:: EXCERPTED PASSAGE
Then disown the process

disown

10. We can now verify that our Kafka Topic for the schema registry has been created:

/usr/bin/kafka-topics --list --zookeeper <zookeeper server>:2181

Which should display something like this:

18/05/15 11:28:45 INFO zookeeper.ClientCnxn: Socket connection established to <zookeeper server>:2181, initiating session

18/05/15 11:28:45 INFO zookeeper.ClientCnxn: Session establishment complete on server <zookeeper server>:2181, sessionid = 0x162fecd66aadacb, negotid timeout = 30000

18/05/15 11:28:45 INFO zkclient.ZkClient: zookeeper state changed (SyncConnected)

_schemas

18/05/15 11:28:45 INFO zkclient.ZkEventThread: Terminate ZkClient event thread.

18/05/15 11:28:45 INFO zookeeper.ZooKeeper: Session: 0x162fecd66aadacb closed

18/05/15 11:28:45 INFO zookeeper.ClientCnxn: EventThread shut down for session: 0x162fecd66aadacb

You can see that the _schemas topic configured in our schema_registry.properties file has been created.
::::
#### PROBLEMS TO SOLVE:
1. In the Kafka schema registry walkthrough, which properties file configured the _schemas topic?
2. Write the next part of the Kafka schema registry walkthrough, picking up after its final sentence.
The records have no connection to the Kafka schema registry walkthrough.
:: GIVEN INFORMATION
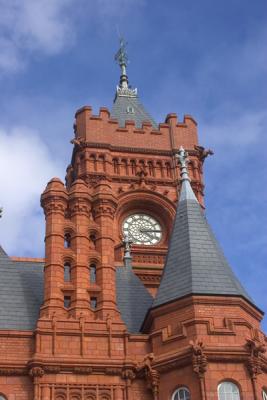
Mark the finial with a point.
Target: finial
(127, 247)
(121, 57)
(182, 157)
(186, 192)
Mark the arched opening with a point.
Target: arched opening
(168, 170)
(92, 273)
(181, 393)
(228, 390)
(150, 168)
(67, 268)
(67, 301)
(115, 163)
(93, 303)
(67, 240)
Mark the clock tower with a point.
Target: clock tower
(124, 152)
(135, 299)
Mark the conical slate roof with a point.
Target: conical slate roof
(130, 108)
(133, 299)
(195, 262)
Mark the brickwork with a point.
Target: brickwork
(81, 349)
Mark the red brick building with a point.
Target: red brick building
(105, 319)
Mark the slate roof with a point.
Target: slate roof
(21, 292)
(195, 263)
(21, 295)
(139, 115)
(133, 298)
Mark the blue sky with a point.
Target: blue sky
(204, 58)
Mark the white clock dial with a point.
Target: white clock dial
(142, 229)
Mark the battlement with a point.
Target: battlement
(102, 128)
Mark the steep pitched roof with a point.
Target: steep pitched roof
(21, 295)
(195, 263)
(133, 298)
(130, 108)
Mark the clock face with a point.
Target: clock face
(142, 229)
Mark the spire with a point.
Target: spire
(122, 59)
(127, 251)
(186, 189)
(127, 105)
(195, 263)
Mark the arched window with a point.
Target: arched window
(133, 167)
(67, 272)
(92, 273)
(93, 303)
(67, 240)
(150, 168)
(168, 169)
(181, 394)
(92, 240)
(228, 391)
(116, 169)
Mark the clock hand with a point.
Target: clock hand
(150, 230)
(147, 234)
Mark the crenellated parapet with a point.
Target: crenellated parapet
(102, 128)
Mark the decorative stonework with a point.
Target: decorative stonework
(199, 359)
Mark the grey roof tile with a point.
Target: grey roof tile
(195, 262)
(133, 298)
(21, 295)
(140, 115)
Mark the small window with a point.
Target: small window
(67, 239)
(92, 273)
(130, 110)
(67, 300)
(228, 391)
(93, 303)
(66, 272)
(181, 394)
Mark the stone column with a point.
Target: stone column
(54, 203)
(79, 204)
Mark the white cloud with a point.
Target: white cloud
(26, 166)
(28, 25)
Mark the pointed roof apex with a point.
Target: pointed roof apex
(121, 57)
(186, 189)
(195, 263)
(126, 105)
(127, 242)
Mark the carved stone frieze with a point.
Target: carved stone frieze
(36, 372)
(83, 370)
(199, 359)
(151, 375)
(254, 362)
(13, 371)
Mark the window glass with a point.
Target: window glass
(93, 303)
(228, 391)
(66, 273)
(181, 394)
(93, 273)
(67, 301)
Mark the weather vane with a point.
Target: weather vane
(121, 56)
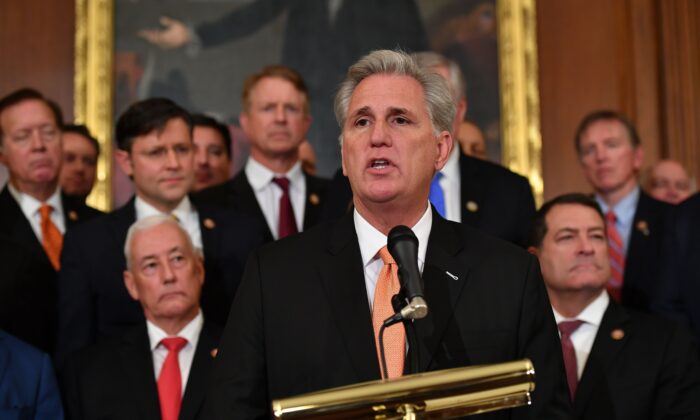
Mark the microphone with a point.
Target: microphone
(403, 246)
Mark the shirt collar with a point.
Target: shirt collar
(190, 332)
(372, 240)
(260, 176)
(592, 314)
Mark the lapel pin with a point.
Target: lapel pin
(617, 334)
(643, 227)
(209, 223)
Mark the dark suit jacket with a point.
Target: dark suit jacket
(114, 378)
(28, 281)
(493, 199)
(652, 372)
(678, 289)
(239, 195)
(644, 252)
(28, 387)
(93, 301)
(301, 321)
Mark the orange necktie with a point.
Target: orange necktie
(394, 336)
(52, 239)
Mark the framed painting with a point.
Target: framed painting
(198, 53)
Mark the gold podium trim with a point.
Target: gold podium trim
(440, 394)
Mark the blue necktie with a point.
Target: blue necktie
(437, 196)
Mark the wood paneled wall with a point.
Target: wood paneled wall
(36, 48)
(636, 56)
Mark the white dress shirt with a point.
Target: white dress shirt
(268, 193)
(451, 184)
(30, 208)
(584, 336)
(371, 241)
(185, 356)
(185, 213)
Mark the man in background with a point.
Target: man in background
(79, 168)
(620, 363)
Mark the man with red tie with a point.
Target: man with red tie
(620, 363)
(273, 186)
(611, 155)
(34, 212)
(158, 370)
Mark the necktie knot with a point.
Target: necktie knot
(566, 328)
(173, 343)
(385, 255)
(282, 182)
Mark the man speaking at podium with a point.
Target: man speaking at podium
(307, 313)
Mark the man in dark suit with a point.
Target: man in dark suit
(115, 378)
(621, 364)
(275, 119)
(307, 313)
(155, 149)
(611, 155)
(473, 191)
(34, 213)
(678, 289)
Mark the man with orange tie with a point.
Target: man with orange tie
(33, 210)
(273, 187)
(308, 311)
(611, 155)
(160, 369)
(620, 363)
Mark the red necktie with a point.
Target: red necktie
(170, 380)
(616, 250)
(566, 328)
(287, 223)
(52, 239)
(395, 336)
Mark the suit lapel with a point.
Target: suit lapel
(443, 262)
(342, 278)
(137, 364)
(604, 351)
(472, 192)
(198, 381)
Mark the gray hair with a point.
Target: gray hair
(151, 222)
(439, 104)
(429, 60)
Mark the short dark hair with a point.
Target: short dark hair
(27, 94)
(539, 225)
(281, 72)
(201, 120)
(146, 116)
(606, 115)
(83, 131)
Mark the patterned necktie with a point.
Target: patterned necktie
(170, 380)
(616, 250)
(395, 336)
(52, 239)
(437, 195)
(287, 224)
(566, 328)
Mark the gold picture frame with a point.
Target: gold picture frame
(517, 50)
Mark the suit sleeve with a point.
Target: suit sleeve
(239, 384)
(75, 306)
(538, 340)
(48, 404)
::::
#### OUTPUTS IN ORDER:
1. The schema_registry.properties file.

2.
11. Next I turn off the compatibility requirements. This ensures that new schemas entered for the same subject don't have to be compatible with previous versions, which might be a good idea if you work with any kind of data drift (this is optional based on your requirements):

curl -X PUT -i -H "Content-Type: application/vnd.schemaregistry.v1+json" \

--data '{"compatibility": "NONE"}' \

http://<Schema Registry Server>:8081/config

12. Now we can register a new Avro schema. If you are sourcing the data from a delimited flat file, you can enter the schema directly. For example, we have a flat file source that contains the following pipe delimited columns:

lastName|firstName|middleINI|MRN|pcpID|planCode|planName|effDt|termDt|memberPlanID|planType|planDescription|empGrp|planNumber

which translate to an Avro schema like this:

{
"type":"record",
"name":"Sample_Extract",
"doc":"sample flat file extract",
"fields": [ {
"name" : "lastName",
"type" : ["null", "string"],
"default" : null,
"columnName" : "lastname",
"sqlType" : "12"
},
{
"name": "firstname",
"type" :[ "null", "string" ],
"default" : null,
"columnName" : "firstname",
"sqlType" : "12"
},
{
"name" :"middleini",

"type" :[ "null", "string" ],
"default" : null,
"columnName" : "middleini",
"sqlType" : "12"
},
{
"name" : "mrn",
"type" : [ "null", "string" ],
"default" : null,
"columnName" : "mrn",
"sqlType" : "12"
},
{

"name" : "pcpid",
"type" :[ "null", "string" ],
"default" : null,
"columnName" : "pcpid",
"sqlType" : "12"
},
{
"name" : "plancode",
"type" :[ "null", "string" ],
"default" : null,
"columnName" : "plancode",
"sqlType" : "12"
},
{
"name" : "planname",
"type" :[ "null", "string" ],
"default" : null,
"columnName" : "planname",
"sqlType" : "12"

},
{
"name" : "effdt",
"type" :[ "null", "string" ],
"default" : null,
"columnName" : "effdt",
"sqlType" : "12"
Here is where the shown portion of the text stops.